### Documento
************
A Odisseia de Jacques
É curioso como a imagem de um ídolo termina sendo tão sólida que fica difícil imaginar que existe uma pessoa real por trás dela, e como todos os seres humanos, sujeita a defeitos e qualidades, pontos fortes e fracos, sucessos e decepções. É disso que trata o filme “A Odisseia de Jacques” (“L’Odyssée”, França,2016), que retrata o inesquecível Jacques-Yves Cousteau.
Sendo um dos pioneiros no mergulho autônomo, e após uma brilhante atuação na Segunda Guerra, Jacques-Yves Cousteau (Lambert Wilson) percebeu o interesse das pessoas em lugares desconhecidos, e iniciou uma série de filmagens no mar, com o objetivo de mostrar esse ambiente tão próximo, e ao mesmo tempo tão misterioso.
Incentivado pela mulher, Simone (Audrey Tautou), que chegou a vender as joias da família para cobrir as despesas, Cousteau alugou um velho navio que batizou Calypso, para aventurar-se nos vários cantos do mundo, sempre com a intenção de filmar ambientes subaquáticos.
O aventureiro obteve um grande sucesso de público, em uma época onde o fundo do mar atraía tanto a curiosidade das pessoas quanto as viagens espaciais, que estavam em plena ascensão. Esta nova vida, contudo, teve um lado ruim para a família Cousteau, já que os dois filhos do casal foram obrigados a estudar em colégio interno.
Anos depois, a família voltou a reunir-se, e os filhos Philippe (Pierre Niney) e Jea-Michel (Benjamim Lavernhe) passaram a assumir atividades nas empresas Cousteau. Philippe, que sempre fora muito ligado ao pai, queria fazer cinema, e passou a dedicar-se intensamente nos filmes e documentários da família.
Mas, nem tudo era fácil para a família. Com todas as atividades fortemente centradas em Jacques Cousteau, tanto Simone quanto os filhos passaram a se sentir à margem de tudo. Não ajudavam também os frequentes casos do aventureiro, embora esse sempre afirmasse que Simone seria sempre sua mulher.
************
### Registros fornecidos

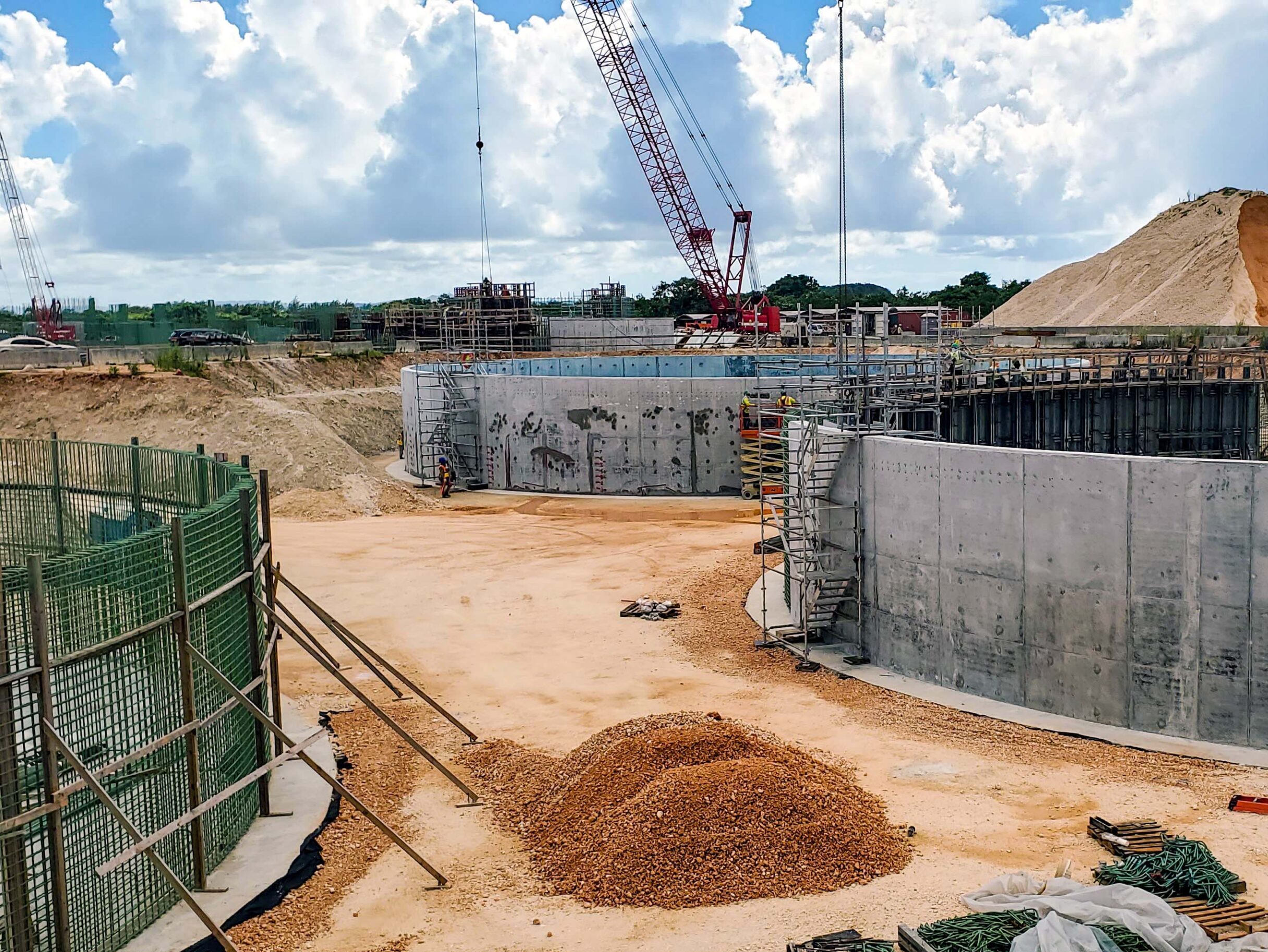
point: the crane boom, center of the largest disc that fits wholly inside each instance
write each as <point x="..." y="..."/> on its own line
<point x="641" y="115"/>
<point x="45" y="309"/>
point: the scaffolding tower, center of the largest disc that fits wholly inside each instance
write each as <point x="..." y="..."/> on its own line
<point x="807" y="413"/>
<point x="448" y="421"/>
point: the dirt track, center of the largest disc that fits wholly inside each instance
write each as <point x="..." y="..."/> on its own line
<point x="508" y="609"/>
<point x="311" y="422"/>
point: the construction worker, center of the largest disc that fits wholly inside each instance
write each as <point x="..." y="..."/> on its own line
<point x="445" y="478"/>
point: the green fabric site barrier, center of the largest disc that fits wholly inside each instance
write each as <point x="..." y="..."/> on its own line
<point x="99" y="518"/>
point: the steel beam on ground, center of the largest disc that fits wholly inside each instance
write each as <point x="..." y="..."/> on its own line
<point x="472" y="797"/>
<point x="350" y="645"/>
<point x="338" y="627"/>
<point x="188" y="701"/>
<point x="331" y="781"/>
<point x="116" y="810"/>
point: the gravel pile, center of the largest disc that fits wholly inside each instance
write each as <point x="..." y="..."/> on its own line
<point x="686" y="810"/>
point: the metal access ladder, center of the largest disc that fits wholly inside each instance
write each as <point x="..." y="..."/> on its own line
<point x="456" y="431"/>
<point x="827" y="572"/>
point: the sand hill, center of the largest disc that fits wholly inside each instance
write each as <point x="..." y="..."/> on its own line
<point x="1199" y="263"/>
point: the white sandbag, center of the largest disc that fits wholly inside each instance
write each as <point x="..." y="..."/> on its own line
<point x="1143" y="913"/>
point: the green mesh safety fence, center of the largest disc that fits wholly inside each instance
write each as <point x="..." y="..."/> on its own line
<point x="101" y="519"/>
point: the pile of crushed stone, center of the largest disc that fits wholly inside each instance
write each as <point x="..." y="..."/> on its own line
<point x="686" y="810"/>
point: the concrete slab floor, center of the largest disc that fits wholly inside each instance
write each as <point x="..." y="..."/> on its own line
<point x="265" y="852"/>
<point x="832" y="657"/>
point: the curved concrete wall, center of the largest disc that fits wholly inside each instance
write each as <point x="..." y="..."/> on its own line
<point x="1125" y="591"/>
<point x="620" y="426"/>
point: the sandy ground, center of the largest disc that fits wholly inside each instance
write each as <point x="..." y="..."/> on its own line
<point x="508" y="612"/>
<point x="1199" y="263"/>
<point x="311" y="422"/>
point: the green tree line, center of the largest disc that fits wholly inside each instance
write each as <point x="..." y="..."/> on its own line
<point x="976" y="291"/>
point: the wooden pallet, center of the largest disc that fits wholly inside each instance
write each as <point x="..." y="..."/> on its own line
<point x="1140" y="836"/>
<point x="1223" y="923"/>
<point x="911" y="941"/>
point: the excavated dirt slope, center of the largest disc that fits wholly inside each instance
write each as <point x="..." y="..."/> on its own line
<point x="686" y="810"/>
<point x="1199" y="263"/>
<point x="311" y="422"/>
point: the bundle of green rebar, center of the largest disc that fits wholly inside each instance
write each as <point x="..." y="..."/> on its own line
<point x="1186" y="868"/>
<point x="994" y="932"/>
<point x="984" y="932"/>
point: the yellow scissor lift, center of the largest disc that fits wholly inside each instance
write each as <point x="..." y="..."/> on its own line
<point x="762" y="451"/>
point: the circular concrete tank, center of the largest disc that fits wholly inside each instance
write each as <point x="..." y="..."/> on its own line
************
### Tarefas propostas
**a.** Responda com base no texto sobre Jacques Cousteau:
(i) Em que ano foi lançado o filme?
(ii) Que nome Cousteau deu ao velho navio que alugou?
(iii) O que Philippe queria fazer?
**b.** Por favor, prossiga com o texto sobre Jacques Cousteau a partir da última frase apresentada.

### Respostas dos exercícios
**a.**
(i) 2016.
(ii) Calypso.
(iii) Cinema.

**b.**
Além do narcisismo do pai, também incomodava a Philippe a falta de preocupação de Jacques em relação à conservação da natureza. No início dos anos 1970 o jovem foi um dos primeiros a observar a degradação dos mares e o consequente efeito para o meio-ambiente. Essa diferença de visão levou-o a abandonar Cousteau e criar a sua própria empresa, fazendo filmes de educação ambiental.
Cousteau começou a ter problemas sérios com as várias empresas que criara, pois como o interesse do público já não era o mesmo, e as dificuldades financeiras o levaram à demissão de grande parte dos empregados, e abandono de inúmeros projetos extremamente fantasiosos.
Posteriormente, ele e Philippe uniram forças para lutar pela preservação da natureza. Sem recursos oficiais ou grandes patrocinadores, eles se desdobraram em palestras onde alertavam para a degradação dos mares e pediam a ajuda das pessoas. Paulatinamente, a adesão foi aumentando, e eles puderam fazer vários documentários importantes. Uma tragédia pessoal, porém, ameaçou destruir tudo o que haviam batalhado tanto.
Esse filme está longe de ser uma biografia oficial de Jacques Cousteau, e foi o resultado de um grande número de entrevistas e documentos de toda natureza. Certamente esse lado egocêntrico, exibicionista, megalomaníaco e mulherengo de Cousteau são aspectos que nenhum familiar ou amigo ia querer que fossem expostos. Contudo, são características humanas que certamente contribuíram para consolidar a imagem de um dos maiores ídolos do século XX.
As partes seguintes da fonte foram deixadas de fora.